→ ACTIVITY
Rewrite the stretch of the Venezuelan pastor news report from "CARACAS (Reuters) - A" through "an internet broadcast.", putting "campaign" in place of "candidacy".

→ EXCERPT TO READ
=== Section Start ===
CARACAS (Reuters) - A little-known Venezuelan evangelical pastor on Sunday launched his candidacy for the upcoming presidential election, an illustration of the growing religious influence in Latin American politics.
“I want to make this nation great, I want to bring Jesus to this nation, because Jesus dignifies the heart of any believer,” said Javier Bertucci of the religious organization The Gospel Changes in an internet broadcast.
He is unlikely challenger to the unpopular President Nicolas Maduro, who is seeking re-election in an April vote that the international community has broadly described as stacked in Maduro’s favour, and the country’s opposition has not made a unified decision as to whether or not it will take part.
The success of evangelical singer Fabricio Alvarado in Costa Rica’s presidential vote, however, and the rise of religious candidates in upcoming elections in El Salvador have brought renewed focus to the role of evangelical leaders in Latin America.
=== Section End ===
[Dataset entries]
=== Section Start ===
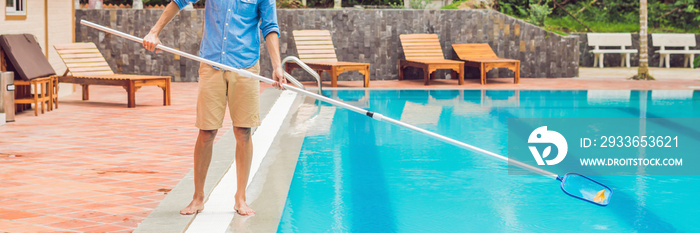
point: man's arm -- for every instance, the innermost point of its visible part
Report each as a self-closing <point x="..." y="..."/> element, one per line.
<point x="270" y="29"/>
<point x="151" y="40"/>
<point x="272" y="44"/>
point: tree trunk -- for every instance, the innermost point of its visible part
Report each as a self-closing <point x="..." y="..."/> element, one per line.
<point x="137" y="4"/>
<point x="95" y="4"/>
<point x="643" y="70"/>
<point x="337" y="4"/>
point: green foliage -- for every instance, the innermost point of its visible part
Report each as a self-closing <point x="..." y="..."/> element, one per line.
<point x="609" y="15"/>
<point x="538" y="13"/>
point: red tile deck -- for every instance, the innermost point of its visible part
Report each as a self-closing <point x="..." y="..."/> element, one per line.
<point x="98" y="166"/>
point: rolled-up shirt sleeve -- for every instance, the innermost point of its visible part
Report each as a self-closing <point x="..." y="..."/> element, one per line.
<point x="268" y="16"/>
<point x="184" y="3"/>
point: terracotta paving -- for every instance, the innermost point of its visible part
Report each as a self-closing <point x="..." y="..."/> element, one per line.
<point x="97" y="166"/>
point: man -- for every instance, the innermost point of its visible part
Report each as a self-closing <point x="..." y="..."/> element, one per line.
<point x="231" y="37"/>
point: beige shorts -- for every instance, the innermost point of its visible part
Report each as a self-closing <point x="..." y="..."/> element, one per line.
<point x="217" y="87"/>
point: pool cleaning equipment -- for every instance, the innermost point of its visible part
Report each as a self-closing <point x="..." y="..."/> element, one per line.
<point x="573" y="184"/>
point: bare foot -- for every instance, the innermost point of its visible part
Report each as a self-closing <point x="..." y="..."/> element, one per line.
<point x="196" y="206"/>
<point x="243" y="209"/>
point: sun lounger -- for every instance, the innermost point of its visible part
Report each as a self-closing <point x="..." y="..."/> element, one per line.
<point x="424" y="51"/>
<point x="315" y="48"/>
<point x="88" y="67"/>
<point x="22" y="54"/>
<point x="482" y="56"/>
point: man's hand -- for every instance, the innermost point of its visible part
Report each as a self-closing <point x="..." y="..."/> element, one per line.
<point x="151" y="41"/>
<point x="278" y="77"/>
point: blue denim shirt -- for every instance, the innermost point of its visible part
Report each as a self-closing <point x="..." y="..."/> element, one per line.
<point x="231" y="35"/>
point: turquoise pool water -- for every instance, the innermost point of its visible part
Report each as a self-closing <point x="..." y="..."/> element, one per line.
<point x="361" y="175"/>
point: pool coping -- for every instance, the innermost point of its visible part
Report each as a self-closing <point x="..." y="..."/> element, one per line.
<point x="166" y="216"/>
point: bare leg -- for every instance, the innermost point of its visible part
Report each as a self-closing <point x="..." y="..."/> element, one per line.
<point x="244" y="156"/>
<point x="202" y="159"/>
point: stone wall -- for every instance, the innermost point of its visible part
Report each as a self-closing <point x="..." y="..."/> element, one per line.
<point x="613" y="60"/>
<point x="370" y="36"/>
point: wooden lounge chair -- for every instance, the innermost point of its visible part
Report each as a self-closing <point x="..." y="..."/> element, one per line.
<point x="22" y="54"/>
<point x="482" y="56"/>
<point x="424" y="51"/>
<point x="315" y="48"/>
<point x="88" y="67"/>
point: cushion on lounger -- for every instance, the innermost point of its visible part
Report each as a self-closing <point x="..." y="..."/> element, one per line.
<point x="25" y="55"/>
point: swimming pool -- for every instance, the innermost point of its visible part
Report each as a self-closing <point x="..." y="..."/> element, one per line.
<point x="358" y="175"/>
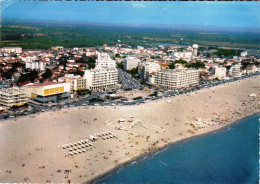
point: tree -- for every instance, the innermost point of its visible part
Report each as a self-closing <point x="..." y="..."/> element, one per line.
<point x="47" y="74"/>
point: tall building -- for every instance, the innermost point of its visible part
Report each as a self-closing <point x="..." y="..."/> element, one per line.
<point x="104" y="75"/>
<point x="104" y="61"/>
<point x="17" y="50"/>
<point x="101" y="79"/>
<point x="35" y="65"/>
<point x="57" y="48"/>
<point x="176" y="78"/>
<point x="195" y="49"/>
<point x="77" y="83"/>
<point x="131" y="62"/>
<point x="220" y="72"/>
<point x="235" y="70"/>
<point x="14" y="96"/>
<point x="147" y="68"/>
<point x="49" y="91"/>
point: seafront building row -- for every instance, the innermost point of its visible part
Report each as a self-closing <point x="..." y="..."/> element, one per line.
<point x="14" y="96"/>
<point x="105" y="75"/>
<point x="177" y="78"/>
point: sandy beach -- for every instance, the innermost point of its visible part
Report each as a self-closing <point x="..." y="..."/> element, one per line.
<point x="30" y="147"/>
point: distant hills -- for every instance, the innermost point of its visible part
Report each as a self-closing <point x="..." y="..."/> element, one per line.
<point x="45" y="34"/>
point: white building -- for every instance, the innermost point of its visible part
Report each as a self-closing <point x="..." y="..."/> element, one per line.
<point x="195" y="49"/>
<point x="104" y="61"/>
<point x="104" y="75"/>
<point x="243" y="54"/>
<point x="235" y="70"/>
<point x="77" y="83"/>
<point x="14" y="96"/>
<point x="100" y="79"/>
<point x="220" y="72"/>
<point x="35" y="65"/>
<point x="17" y="50"/>
<point x="130" y="62"/>
<point x="147" y="68"/>
<point x="176" y="78"/>
<point x="49" y="91"/>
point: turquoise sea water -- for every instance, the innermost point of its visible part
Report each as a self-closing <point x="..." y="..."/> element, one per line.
<point x="230" y="155"/>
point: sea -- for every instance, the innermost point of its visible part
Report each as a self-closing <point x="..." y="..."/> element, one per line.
<point x="227" y="156"/>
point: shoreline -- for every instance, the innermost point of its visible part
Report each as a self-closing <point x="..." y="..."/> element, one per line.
<point x="137" y="158"/>
<point x="153" y="101"/>
<point x="167" y="122"/>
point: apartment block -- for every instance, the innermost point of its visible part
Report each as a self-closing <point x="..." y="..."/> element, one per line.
<point x="77" y="83"/>
<point x="35" y="65"/>
<point x="49" y="91"/>
<point x="101" y="79"/>
<point x="14" y="96"/>
<point x="177" y="78"/>
<point x="131" y="62"/>
<point x="147" y="68"/>
<point x="17" y="50"/>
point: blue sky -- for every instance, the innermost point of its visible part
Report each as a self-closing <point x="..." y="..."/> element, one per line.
<point x="224" y="14"/>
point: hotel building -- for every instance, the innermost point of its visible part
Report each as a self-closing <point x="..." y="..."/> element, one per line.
<point x="177" y="78"/>
<point x="77" y="83"/>
<point x="104" y="61"/>
<point x="147" y="68"/>
<point x="14" y="96"/>
<point x="235" y="70"/>
<point x="17" y="50"/>
<point x="220" y="72"/>
<point x="48" y="92"/>
<point x="130" y="62"/>
<point x="35" y="65"/>
<point x="100" y="79"/>
<point x="104" y="75"/>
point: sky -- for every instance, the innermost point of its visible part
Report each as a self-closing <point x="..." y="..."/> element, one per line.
<point x="222" y="14"/>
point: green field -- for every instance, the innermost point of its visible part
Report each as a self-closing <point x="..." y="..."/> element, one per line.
<point x="44" y="36"/>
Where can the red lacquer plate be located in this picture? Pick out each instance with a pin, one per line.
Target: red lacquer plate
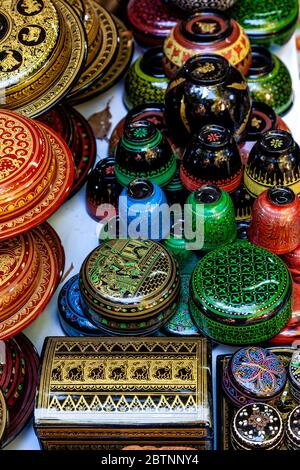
=== Section End ===
→ SOLUTION TO THIS PROBLEM
CARACAS (Reuters) - A little-known Venezuelan evangelical pastor on Sunday launched his campaign for the upcoming presidential election, an illustration of the growing religious influence in Latin American politics.
“I want to make this nation great, I want to bring Jesus to this nation, because Jesus dignifies the heart of any believer,” said Javier Bertucci of the religious organization The Gospel Changes in an internet broadcast.